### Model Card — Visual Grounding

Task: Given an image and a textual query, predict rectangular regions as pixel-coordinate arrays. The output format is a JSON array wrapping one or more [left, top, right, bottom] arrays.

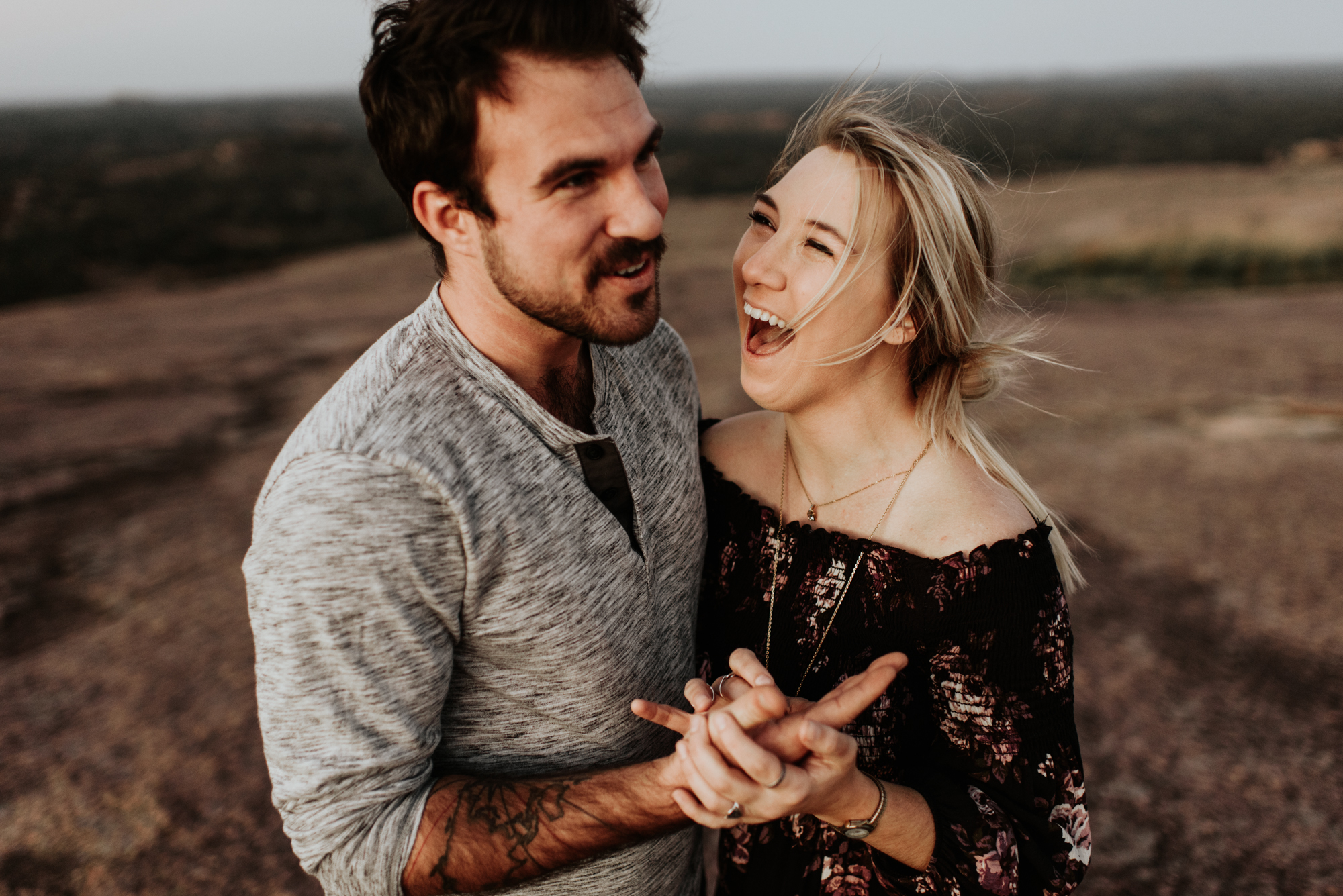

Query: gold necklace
[[783, 445, 923, 523], [764, 427, 932, 697]]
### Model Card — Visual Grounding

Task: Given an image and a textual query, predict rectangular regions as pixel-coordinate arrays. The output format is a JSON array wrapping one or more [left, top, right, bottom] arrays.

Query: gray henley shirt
[[243, 289, 705, 896]]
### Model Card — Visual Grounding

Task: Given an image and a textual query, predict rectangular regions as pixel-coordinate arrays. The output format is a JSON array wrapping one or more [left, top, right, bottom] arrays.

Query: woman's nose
[[741, 236, 788, 293]]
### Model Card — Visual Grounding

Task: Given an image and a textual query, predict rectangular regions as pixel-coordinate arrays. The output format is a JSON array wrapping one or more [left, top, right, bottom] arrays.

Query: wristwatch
[[839, 768, 886, 840]]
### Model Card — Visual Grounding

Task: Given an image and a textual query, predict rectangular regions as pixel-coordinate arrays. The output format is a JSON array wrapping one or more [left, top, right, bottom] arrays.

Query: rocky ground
[[0, 200, 1343, 896]]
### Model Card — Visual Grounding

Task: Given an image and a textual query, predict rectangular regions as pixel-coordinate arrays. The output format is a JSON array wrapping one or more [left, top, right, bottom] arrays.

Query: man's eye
[[560, 172, 596, 189]]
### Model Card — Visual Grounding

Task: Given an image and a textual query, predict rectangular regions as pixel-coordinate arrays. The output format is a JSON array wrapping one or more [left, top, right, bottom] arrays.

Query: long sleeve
[[243, 450, 465, 896], [878, 555, 1091, 896]]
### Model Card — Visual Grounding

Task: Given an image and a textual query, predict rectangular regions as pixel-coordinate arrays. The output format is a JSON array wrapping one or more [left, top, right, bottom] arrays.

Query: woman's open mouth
[[743, 302, 794, 354]]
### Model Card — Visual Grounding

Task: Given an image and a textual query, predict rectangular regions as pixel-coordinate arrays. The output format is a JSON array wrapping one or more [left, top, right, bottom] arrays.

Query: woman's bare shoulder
[[896, 450, 1035, 556], [700, 411, 783, 505]]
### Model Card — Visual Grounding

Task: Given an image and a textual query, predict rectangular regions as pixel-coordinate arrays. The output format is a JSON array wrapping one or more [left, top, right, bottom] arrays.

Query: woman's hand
[[672, 712, 878, 828], [630, 648, 908, 762]]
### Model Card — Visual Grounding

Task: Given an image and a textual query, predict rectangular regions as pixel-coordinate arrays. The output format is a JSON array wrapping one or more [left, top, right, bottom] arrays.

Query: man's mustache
[[587, 234, 667, 293]]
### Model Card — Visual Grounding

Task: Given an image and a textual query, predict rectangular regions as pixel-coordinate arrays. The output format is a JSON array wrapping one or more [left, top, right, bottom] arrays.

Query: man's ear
[[881, 314, 919, 345], [411, 181, 481, 256]]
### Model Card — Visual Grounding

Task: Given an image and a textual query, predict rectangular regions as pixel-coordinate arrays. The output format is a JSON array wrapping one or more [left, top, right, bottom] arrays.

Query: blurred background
[[0, 0, 1343, 896]]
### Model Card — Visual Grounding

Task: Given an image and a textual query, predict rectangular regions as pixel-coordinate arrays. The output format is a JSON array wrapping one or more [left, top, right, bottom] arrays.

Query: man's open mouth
[[608, 255, 653, 279], [743, 302, 794, 354]]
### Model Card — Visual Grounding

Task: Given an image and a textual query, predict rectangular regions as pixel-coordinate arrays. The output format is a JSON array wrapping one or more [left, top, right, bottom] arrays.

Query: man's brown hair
[[359, 0, 647, 275]]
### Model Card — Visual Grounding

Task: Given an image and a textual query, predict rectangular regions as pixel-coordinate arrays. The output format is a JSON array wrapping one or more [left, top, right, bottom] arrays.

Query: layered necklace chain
[[764, 427, 932, 696], [783, 448, 923, 527]]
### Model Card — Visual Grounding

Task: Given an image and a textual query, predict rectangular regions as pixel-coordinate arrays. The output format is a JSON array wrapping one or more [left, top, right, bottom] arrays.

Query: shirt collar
[[416, 283, 610, 466]]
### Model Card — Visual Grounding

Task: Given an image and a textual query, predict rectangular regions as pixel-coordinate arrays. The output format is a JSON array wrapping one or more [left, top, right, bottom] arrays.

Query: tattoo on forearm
[[430, 778, 611, 893]]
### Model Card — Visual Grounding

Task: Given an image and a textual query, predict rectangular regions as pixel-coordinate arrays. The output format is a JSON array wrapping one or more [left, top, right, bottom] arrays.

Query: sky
[[0, 0, 1343, 105]]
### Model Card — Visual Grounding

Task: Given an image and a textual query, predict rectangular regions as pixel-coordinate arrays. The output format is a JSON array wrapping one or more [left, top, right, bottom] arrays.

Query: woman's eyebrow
[[755, 191, 849, 246], [755, 191, 779, 212], [803, 219, 849, 246]]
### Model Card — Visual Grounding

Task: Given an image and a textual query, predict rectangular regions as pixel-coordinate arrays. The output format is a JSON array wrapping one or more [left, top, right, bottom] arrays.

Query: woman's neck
[[783, 356, 928, 501]]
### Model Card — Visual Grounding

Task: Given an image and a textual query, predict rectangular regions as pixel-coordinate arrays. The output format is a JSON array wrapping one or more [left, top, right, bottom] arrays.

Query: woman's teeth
[[741, 302, 788, 330]]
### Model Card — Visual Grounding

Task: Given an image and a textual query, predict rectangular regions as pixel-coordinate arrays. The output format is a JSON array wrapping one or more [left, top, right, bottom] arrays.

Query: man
[[244, 0, 897, 896]]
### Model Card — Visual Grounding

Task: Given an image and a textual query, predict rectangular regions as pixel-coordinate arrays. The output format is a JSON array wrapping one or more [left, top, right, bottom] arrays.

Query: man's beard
[[483, 228, 667, 345]]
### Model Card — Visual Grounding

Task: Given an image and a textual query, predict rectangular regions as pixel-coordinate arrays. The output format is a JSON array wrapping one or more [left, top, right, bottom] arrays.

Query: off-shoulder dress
[[698, 460, 1091, 896]]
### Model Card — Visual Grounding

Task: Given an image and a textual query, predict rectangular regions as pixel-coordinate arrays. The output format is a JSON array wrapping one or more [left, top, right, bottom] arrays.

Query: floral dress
[[700, 461, 1091, 896]]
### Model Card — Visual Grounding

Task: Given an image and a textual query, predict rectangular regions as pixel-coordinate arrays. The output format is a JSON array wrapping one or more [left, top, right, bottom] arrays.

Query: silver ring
[[709, 672, 737, 703]]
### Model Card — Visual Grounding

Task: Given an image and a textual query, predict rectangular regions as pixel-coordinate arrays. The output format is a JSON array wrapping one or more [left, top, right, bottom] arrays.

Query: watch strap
[[841, 768, 886, 840]]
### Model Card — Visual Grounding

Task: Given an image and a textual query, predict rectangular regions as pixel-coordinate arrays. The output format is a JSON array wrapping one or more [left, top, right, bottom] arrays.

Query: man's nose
[[606, 170, 666, 242]]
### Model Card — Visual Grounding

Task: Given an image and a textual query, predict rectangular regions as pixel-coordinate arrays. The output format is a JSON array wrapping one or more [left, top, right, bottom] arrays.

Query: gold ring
[[709, 672, 737, 703]]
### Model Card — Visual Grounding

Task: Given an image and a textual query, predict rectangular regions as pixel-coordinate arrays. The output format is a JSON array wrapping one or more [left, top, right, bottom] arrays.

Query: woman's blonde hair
[[770, 89, 1085, 593]]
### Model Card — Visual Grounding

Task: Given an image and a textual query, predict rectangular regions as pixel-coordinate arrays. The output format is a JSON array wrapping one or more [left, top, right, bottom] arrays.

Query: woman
[[638, 94, 1091, 895]]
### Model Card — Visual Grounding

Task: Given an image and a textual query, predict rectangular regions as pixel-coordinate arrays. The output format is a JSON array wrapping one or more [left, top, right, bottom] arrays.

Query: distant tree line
[[0, 68, 1343, 305]]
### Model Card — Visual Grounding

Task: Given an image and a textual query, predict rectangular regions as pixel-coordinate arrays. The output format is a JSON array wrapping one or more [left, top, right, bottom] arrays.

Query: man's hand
[[630, 648, 909, 762]]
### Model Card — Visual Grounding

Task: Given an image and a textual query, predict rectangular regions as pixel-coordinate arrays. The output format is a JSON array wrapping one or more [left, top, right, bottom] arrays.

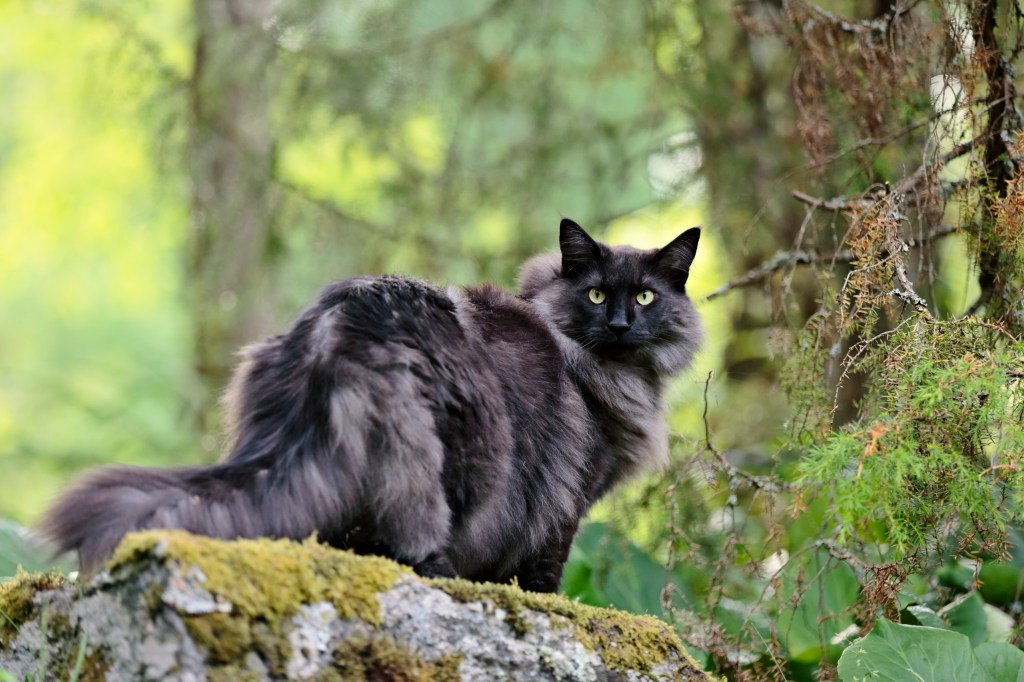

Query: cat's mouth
[[595, 334, 645, 359]]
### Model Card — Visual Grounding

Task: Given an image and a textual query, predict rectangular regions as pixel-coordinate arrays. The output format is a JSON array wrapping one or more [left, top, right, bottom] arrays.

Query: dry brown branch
[[705, 223, 956, 301]]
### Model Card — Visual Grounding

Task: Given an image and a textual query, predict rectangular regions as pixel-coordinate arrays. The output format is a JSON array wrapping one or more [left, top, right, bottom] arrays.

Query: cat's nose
[[608, 322, 630, 336]]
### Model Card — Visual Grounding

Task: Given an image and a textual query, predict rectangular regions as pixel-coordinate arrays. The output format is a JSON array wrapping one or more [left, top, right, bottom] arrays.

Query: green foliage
[[839, 620, 995, 682], [797, 319, 1024, 557], [0, 520, 71, 582]]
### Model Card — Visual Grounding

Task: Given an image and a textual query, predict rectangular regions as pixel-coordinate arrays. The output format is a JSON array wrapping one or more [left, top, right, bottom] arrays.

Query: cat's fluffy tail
[[39, 456, 338, 571]]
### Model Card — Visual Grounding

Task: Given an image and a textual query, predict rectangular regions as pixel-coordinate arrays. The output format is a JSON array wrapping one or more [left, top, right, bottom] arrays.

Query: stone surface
[[0, 531, 711, 682]]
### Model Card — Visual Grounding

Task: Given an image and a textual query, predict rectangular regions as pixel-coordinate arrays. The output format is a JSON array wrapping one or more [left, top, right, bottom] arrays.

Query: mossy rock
[[0, 531, 710, 682]]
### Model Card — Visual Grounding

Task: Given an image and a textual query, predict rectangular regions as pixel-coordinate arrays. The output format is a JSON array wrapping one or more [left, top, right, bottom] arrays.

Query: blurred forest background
[[6, 0, 1024, 680]]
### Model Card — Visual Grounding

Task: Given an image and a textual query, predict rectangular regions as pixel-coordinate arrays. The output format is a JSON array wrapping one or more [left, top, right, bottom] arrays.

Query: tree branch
[[705, 223, 956, 301]]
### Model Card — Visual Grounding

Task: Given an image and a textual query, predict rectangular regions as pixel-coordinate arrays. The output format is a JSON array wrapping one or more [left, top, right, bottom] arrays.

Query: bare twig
[[705, 222, 956, 301]]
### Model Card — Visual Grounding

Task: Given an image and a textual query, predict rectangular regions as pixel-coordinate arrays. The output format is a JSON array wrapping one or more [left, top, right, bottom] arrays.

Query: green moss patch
[[322, 637, 462, 682], [110, 530, 412, 625], [0, 569, 68, 647], [430, 580, 700, 671]]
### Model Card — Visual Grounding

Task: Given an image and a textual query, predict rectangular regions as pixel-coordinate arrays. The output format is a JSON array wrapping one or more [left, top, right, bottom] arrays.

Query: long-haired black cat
[[42, 219, 701, 592]]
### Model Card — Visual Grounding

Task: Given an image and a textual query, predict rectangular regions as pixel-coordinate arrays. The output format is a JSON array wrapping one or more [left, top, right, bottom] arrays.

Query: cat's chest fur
[[445, 288, 667, 576]]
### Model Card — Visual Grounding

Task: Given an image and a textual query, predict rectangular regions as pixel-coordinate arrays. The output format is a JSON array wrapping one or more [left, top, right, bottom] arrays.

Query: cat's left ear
[[654, 227, 700, 289], [558, 218, 601, 278]]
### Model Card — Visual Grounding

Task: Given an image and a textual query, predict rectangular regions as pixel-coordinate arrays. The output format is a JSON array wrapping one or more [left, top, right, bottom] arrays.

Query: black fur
[[42, 220, 701, 591]]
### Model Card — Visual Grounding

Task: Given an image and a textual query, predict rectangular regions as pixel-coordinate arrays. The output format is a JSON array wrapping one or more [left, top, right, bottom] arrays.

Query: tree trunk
[[187, 0, 278, 451]]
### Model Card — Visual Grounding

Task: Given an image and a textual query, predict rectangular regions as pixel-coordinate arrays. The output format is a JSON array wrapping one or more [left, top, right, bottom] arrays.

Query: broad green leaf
[[839, 621, 1001, 682], [985, 604, 1015, 642], [978, 561, 1024, 605], [906, 604, 949, 630], [974, 642, 1024, 682], [778, 551, 860, 663], [946, 592, 988, 646]]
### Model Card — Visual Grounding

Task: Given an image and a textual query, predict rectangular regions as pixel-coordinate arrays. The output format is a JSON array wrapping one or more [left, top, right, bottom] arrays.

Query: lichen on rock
[[0, 531, 709, 682]]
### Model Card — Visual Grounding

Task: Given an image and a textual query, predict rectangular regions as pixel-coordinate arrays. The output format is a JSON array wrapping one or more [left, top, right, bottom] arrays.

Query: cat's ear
[[558, 218, 601, 278], [654, 227, 700, 289]]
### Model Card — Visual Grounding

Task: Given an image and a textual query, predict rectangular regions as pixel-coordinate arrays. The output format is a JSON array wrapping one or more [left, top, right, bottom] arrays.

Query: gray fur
[[43, 221, 701, 590]]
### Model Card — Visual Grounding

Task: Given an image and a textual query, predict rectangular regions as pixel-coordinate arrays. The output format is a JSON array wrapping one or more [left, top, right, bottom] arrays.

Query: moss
[[252, 623, 292, 677], [0, 568, 67, 648], [206, 665, 264, 682], [69, 649, 111, 682], [184, 613, 253, 663], [110, 530, 412, 625], [431, 580, 700, 671], [324, 637, 462, 682]]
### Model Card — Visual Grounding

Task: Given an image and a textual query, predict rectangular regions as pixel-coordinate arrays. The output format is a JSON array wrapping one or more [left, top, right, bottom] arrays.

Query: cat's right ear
[[558, 218, 601, 278], [654, 227, 700, 290]]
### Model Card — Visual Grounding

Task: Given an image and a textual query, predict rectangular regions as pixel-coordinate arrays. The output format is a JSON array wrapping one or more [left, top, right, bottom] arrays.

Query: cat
[[41, 219, 702, 592]]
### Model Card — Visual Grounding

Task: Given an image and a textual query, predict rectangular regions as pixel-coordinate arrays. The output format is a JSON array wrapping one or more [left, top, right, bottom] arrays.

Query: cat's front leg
[[413, 552, 459, 578], [516, 519, 580, 592]]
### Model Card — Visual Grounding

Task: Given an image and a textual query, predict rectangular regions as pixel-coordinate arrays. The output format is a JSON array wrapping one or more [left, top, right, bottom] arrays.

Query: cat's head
[[519, 218, 702, 372]]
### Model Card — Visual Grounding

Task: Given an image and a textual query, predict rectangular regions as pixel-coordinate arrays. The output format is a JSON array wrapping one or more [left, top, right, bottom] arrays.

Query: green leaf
[[978, 561, 1024, 604], [839, 621, 1002, 682], [946, 592, 988, 646], [778, 550, 860, 663], [906, 604, 949, 630], [974, 642, 1024, 682]]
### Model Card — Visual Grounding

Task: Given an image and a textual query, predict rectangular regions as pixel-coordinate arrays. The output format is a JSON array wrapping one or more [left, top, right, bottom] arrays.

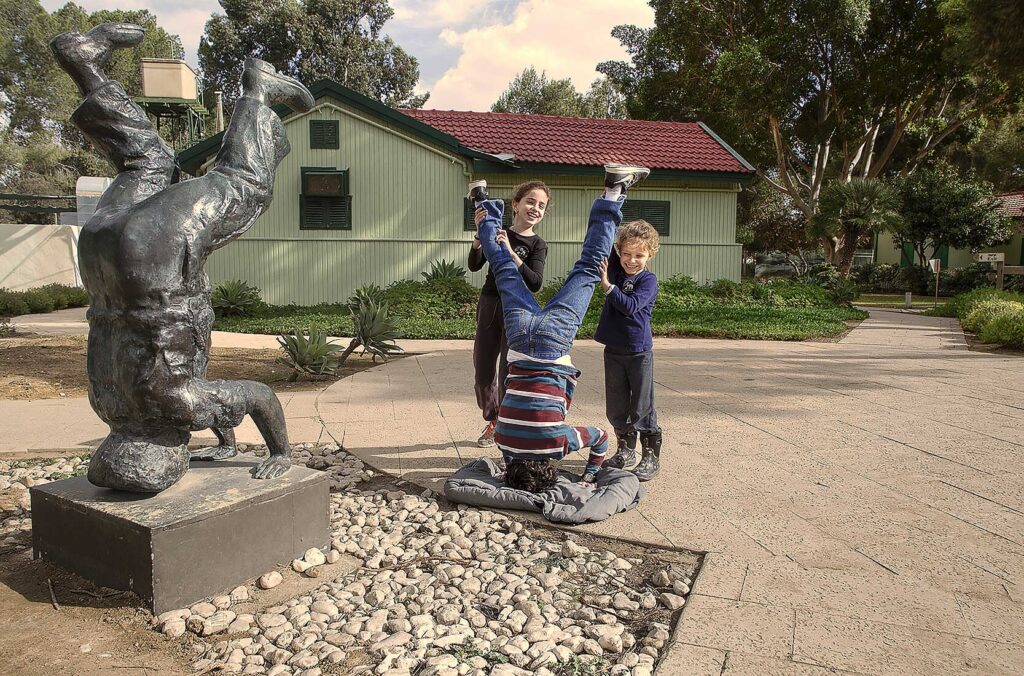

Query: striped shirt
[[495, 354, 608, 471]]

# [TASK REQUIREMENTS]
Copy every line from the start of the entries above down to the line containing "[[741, 236, 788, 293]]", both included, offsetting each bounding-box coordinate in the answers by -35 and omitting the pictures.

# [RESPONSE]
### Model Card — Visual Grounding

Task: Given an image and a textual query, predict rectangular regions as pixel-coordinate arrays. The output format is a JSON array wrapping one or more [left, top, right, bottom] arrays.


Query: gold necklace
[[748, 410, 888, 488], [729, 392, 897, 662]]
### Model Card — Visual Grounding

Task: Given an image and a textual query, predict rectangular regions as pixel-coordinate arrays. The output format is a JSON array wrapping one or more [left, top, right, bottom] arrays.

Query: gray henley shirt
[[208, 254, 670, 861]]
### Model Card — Visual Grounding

Task: Given an image and a textual query, predict rectangular regions as pixel-coordinate arrays. The output format is a JSON array wrapping one or more [left, top, right, bottom] arrays.

Query: woman's nose
[[706, 201, 753, 258]]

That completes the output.